* Фрагмент страницы *

Страница 13 из 196
Год назад мною было подано заявление*[2], в котором я просил о сложении с меня обязанностей попечителя Чирк<овского> уч<илища>, из отчета же за истекший год видно, что[3] эта просьба моя не была уважена. Ныне имею честь[4] заявить, что по расстр<оенному> здоровью и по дальности расстояния я не могу[5] исправно нести обязанности попечителя*[6] Чирковского[7] и Талежского училищ и покорнейше прошу сделать надлежащее распоряжение о[8] выборе вместо меня другого лица.
Хмелеву Н. Н., 11 февраля 1900*
3042. Н. Н. ХМЕЛЕВУ
11 февраля 1900 г. Ялта.
11 февр.
Многоуважаемый Николай Николаевич, большое Вам спасибо за поздравление* и за ласковые слова. Несколько опаздываю с этой своей благодарностью, потому что похварывал, да и кстати же Вам было не до писем. Вы были поглощены интересами земского собрания.
О том, как употребить 100 р., пожертвованные г-жей Свербеевой*, я напишу Вам в конце марта или в апреле, когда сам ориентируюсь немножко. Думаю, что ста рублей хватит для двоих. Если же Вы здесь будете на Пасхе, то вместе посоветуемся и решим, что и как.
Теперь большая просьба. В начале прошлого года я подал в Серпух<овскую> управу заявление*, в котором просил сложить с меня обязанности попечителя Чирковского училища. Просьба моя, конечно, была гласом вопиющего в пустыне, заявление мое бросили под стол и, вероятно, затеряли, как бы ни было, мне на него не ответили. Затем постоянные дрязги в Талежск<ом> училище, поп, мужики, бьющие стекла*, г-жа Анисимова со своим характером, жалостные письма ее помощницы, полное невнимание управы, ее отчеты по народному образованию — всё это утомило меня и портит мне нервы. Сегодня я послал заявление*, что по расстроенному здоровью и по дальности расстояния не могу продолжать попечительства — ни в Чирковском, ни в Талежск<ом> училищах. Не могу больше!!!

* Задания *
1/ Ответьте на вопросы по тексту о попечительстве училищ:
(а) Какую сумму пожертвовала г-жа Свербеева?
(б) Когда в письме обещано сообщить, как употребить эти деньги?
(в) Какие две причины отказа от попечительства названы в заявлении?
2/ Продолжите текст о попечительстве училищ начиная с места после его последнего предложения.
Записи ниже взяты из другого источника.

* Исходные данные *
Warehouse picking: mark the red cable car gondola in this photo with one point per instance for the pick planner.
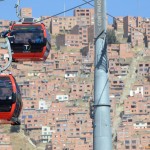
(29, 40)
(10, 99)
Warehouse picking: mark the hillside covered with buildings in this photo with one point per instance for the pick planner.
(58, 93)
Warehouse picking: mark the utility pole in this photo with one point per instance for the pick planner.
(102, 138)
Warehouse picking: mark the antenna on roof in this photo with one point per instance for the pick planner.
(64, 7)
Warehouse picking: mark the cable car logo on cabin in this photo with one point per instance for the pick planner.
(29, 40)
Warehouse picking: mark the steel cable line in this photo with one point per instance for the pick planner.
(65, 11)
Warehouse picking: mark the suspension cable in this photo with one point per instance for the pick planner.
(65, 11)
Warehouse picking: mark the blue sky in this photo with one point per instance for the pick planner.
(51, 7)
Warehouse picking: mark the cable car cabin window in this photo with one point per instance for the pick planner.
(5, 94)
(27, 36)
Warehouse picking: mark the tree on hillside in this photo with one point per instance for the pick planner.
(111, 37)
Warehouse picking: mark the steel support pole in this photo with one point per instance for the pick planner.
(102, 138)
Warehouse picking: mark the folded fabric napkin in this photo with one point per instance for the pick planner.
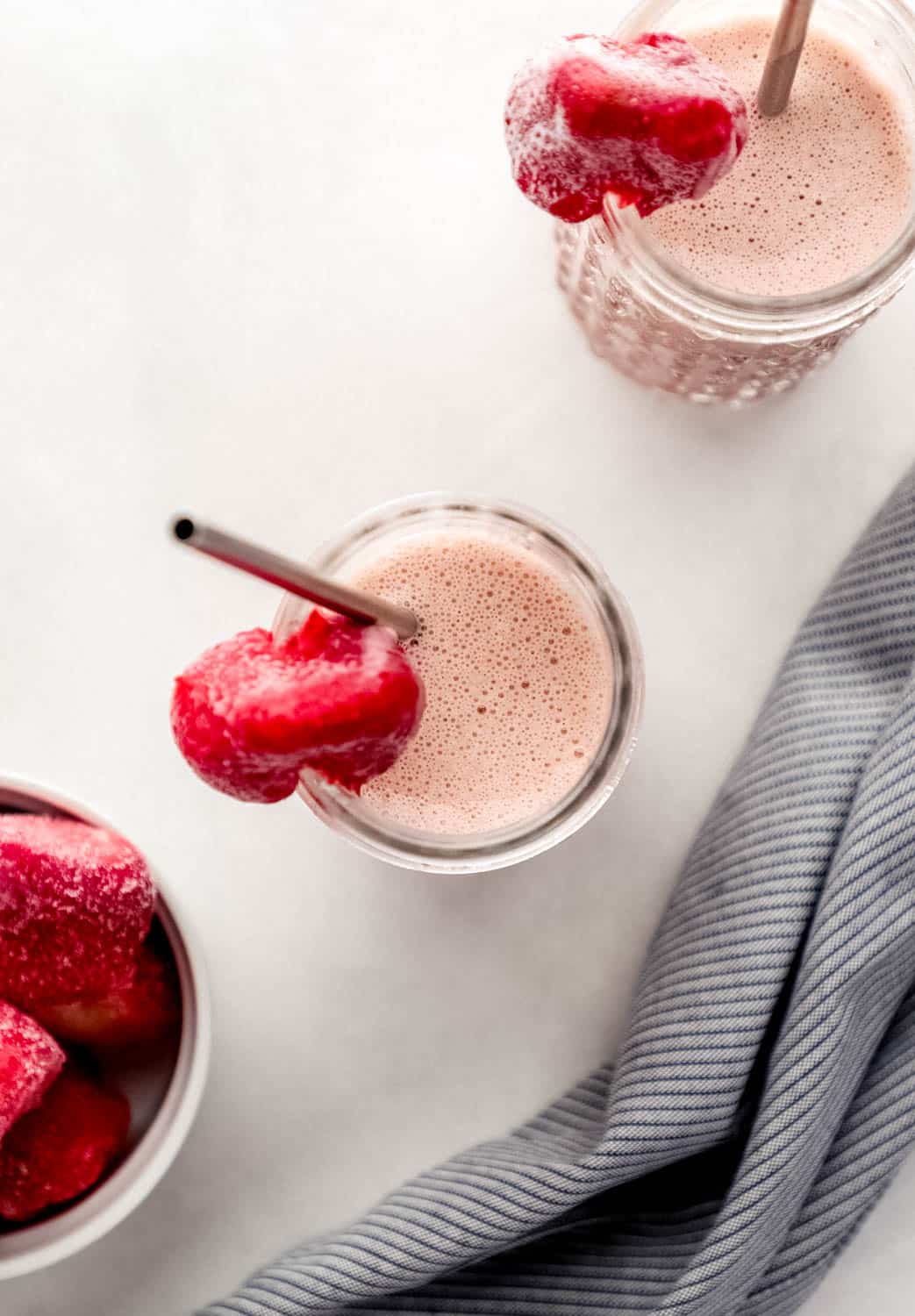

* Ответы на задания *
1/
(а) 100 рублей.
(б) В конце марта или в апреле.
(в) Расстроенное здоровье и дальность расстояния.

2/
Пожалуйста, насколько это от Вас зависит, походатайствуйте, чтобы просьба моя на сей раз была уважена. Поддержите меня в училищном Совете*. Я не боец, и мне попечительство не по характеру, эти все дрязги, письма, которые я получал и получаю, всё время давили меня, как кошмар.
Погода в Ялте уже весенняя. Когда солнце, то бывает очень хорошо, когда же нет солнца, то хоть не выходи — сыро и промозгло.
Посылаю сердечный привет Надежде Наумовне*, Вам кланяюсь и крепко жму руку. Будьте здоровы и благополучны.
Преданный А. Чехов.
Суворину А. С., 12 февраля 1900*
3043. А. С. СУВОРИНУ
12 февраля 1900 г. Ялта.
12 февр.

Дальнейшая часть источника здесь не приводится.